→ **Список заданий**:
**A.** Выпишите из текста об ильханах всех ханов, перечисленных в цитате из рецензии В. В. Бартольда. Для каждого укажите приведенные там годы правления.
**B.** Ответьте на вопросы по тексту об ильханах, каждый ответ с новой строки:
(i) Каким по счету сыном Чингис-хана назван Тулуй?
(ii) В каком году В. В. Бартольд изложил краткую историю ильханов в рецензии на труд Э. Блоше?
(iii) Какое мусульманское имя принял Текудер?
━━ Текст страницы ━━
Завершая свое сочинение, Рашид-ад-дин не мог избежать политических деклараций. Говоря о потомстве Тулуя, четвертого сына Чингис-хана, он пишет о юаньском императоре и ильхане Газане как равных фигурах: «Менгу-каан, Кубилай-каан, Хулагу-хан и Ариг-Бука были его сыновьями, ныне же из семени их внуков Тимур-каан и государь ислама Газан-хан, — да длится его власть! — суть кааны и государи; другие ветви и потомки его [Чингизова] чистого рода (насл) стали ханами и государями всех [земных] поясов» (Рашид-ад-дин. Т. I. Кн. 2. С. 69).
В 1910 г. В. В. Бартольд в рецензии на труд французского ориенталиста Э. Блоше, подготовившего издание «Сборника летописей» Рашид-ад-дина с обширным введением к тексту, излагает краткую историю ильханов.
«Первые монгольские владетели Персии, Хулагу (до 1265 г.) и Абака (1265–1282), по-видимому, относились беспристрастно ко всем религиям; при них и еще после для мусульманских областей чеканились монеты с именами Аллаха и его пророка, для христианских (для Грузии) — со словами "во имя Отца и Сына и Святого Духа, Единого Бога", причем и христианский символ веры, подобно мусульманскому, приводился на арабском яздае, языке общей культуры. Третий хан, Текудер (1282–1284), принял ислам и мусульманское имя Ахмед, причем это имя чеканилось и на монетах с христианским символом веры. Зато царствование следующего хана, Аргуна (1284–1291), было наименее благоприятным для мусульман. В течение двух последних лет его царствования первым министром был еврейский врач Са'д ад-дауля, к которому отовсюду стекались его единоверцы; сам Аргун, по словам сирийской хроники, велел назначать на службу по финансовому ведомству исключительно евреев и христиан, но не мусульман; Са'д ад-дауля управлял делами, даже по рассказу мусульманского историка Вассафа, не без успеха; тот же историк называет его покровителем ученых и литераторов; арабские и персидские писатели в течение двух лет усердно прославляли его в стихах и прозе; эти панегирики составили целый том, который и при Вассафе сохранялся в Багдаде. Разумеется, были и стихи в противоположном духе; один поэт жаловался на то, что в руках евреев и власть и деньги, и иронически приглашал своих единоверцев "сделаться иудеями, так как само небо приняло иудейство". Са'д ад-дауля был дерзок не только с мусульманами, но и с монгольскими вельможами, и это было причиной его гибели; еще во время предсмертной болезни Аргуна он был схвачен и казнен, и его единоверцы за свое кратковременное торжество поплатились кровавым погромом.
━━━
━━ Исходные данные ━━
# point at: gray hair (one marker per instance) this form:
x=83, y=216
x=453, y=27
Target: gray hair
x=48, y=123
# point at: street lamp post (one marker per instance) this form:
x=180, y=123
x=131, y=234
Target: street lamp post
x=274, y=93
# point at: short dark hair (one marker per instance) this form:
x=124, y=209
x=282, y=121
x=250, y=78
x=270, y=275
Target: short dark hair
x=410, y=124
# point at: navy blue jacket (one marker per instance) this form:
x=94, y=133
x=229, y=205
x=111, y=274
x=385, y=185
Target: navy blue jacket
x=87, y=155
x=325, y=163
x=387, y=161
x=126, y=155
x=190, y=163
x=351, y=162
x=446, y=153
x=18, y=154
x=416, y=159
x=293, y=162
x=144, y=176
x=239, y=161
━━━
→ **Ответы по номерам**:
**A.**
Хулагу (до 1265 г.)
Абака (1265–1282)
Текудер (1282–1284)
Аргун (1284–1291)

**B.**
(i) Четвертым.
(ii) В 1910 г.
(iii) Ахмед.